— GESTELLTE AUFGABE 1 —
Zieh aus den Datensätzen jede Zeile heraus, in der die Zeichenfolge „right“ vorkommt. Achte dabei auf Groß- und Kleinschreibung.

— AUSZUG ZUM LESEN —

= = = = =

Dafür planen die Malaysier ein Mehrstufenprogramm, das zuerst im April die Präsentation und im Mai die Einführung des 418 LRS Coupé vorsieht, das die dreitürigen und viertürigen Limousinen ergänzen soll. Dann wird im Frühjahr 1999 ein beachtlich hübsches Cabriolet folgen, das derzeit noch unter der Bezeichnung Satria Cabrio in der Endentwicklung steckt. Parallel dazu arbeitet man in Shah Alam, einem Vorort von Kuala Lumpur, auch an einer Überarbeitung des Perdana, einer Vierzylinder-Limousine, die ebenfalls 1999 in Deutschland auftauchen könnte.

= = = = =

— VORLIEGENDE DATENSÄTZE —
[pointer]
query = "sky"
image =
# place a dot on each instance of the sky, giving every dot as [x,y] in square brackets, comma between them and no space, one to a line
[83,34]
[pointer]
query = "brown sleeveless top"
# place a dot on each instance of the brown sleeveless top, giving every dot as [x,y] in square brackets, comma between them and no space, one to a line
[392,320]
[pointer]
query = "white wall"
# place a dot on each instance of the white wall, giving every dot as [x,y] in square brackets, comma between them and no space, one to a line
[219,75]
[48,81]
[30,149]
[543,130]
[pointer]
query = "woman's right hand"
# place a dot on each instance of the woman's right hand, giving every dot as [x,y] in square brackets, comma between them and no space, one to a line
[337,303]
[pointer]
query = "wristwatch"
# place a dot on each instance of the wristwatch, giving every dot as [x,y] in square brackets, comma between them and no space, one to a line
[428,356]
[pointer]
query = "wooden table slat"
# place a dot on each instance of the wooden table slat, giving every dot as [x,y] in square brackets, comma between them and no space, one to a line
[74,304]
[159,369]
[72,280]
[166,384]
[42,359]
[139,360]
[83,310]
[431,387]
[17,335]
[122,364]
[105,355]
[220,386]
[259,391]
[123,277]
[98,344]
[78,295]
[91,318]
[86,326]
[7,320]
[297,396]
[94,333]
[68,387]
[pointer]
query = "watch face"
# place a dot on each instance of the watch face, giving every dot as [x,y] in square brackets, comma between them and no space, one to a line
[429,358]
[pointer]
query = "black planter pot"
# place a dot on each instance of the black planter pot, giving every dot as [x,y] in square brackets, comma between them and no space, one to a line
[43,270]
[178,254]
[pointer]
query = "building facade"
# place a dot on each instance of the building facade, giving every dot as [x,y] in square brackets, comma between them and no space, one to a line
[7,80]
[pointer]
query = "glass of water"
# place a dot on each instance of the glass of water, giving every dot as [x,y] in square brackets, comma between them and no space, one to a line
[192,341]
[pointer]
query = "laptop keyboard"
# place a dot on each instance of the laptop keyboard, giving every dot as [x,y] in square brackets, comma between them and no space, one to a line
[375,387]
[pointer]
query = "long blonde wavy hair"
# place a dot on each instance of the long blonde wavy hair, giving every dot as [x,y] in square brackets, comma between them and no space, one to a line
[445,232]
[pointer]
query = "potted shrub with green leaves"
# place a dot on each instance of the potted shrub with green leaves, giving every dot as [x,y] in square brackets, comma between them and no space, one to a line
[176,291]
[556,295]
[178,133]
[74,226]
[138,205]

= = = = =

— GESTELLTE AUFGABE 2 —
Schreib den Auszug über die geplanten Modelle der Malaysier oben im Anschluss an seinen letzten Satz weiter.

— LÖSUNG DER AUFGABE 1 —
query = "woman's right hand"
# place a dot on each instance of the woman's right hand, giving every dot as [x,y] in square brackets, comma between them and no space, one to a line

— LÖSUNG DER AUFGABE 2 —
Die große Neuigkeit dieses Jahres dürfte aber die Präsentation des Nachfolgers der derzeitigen Vierer-Baureihe werden, die im September 1999 auf der IAA und vom Jahre 2000 an bei den Händlern zu sehen sein wird: eine völlig neu entwickelte Baureihe, die - von Proton selbstentwickelt - die Nabelschnur zu den Mitsubishi-Vorfahren durchtrennen soll.

Ein beachtliches Programm, für das Proton auch die Ingenieurskapazität deutscher Firmen mitherangezogen hat, da die Technische Universität in Kuala Lumpur noch nicht die Zahl an Ingenieuren ausbilden kann, die die malaysischen Unternehmen benötigen würden.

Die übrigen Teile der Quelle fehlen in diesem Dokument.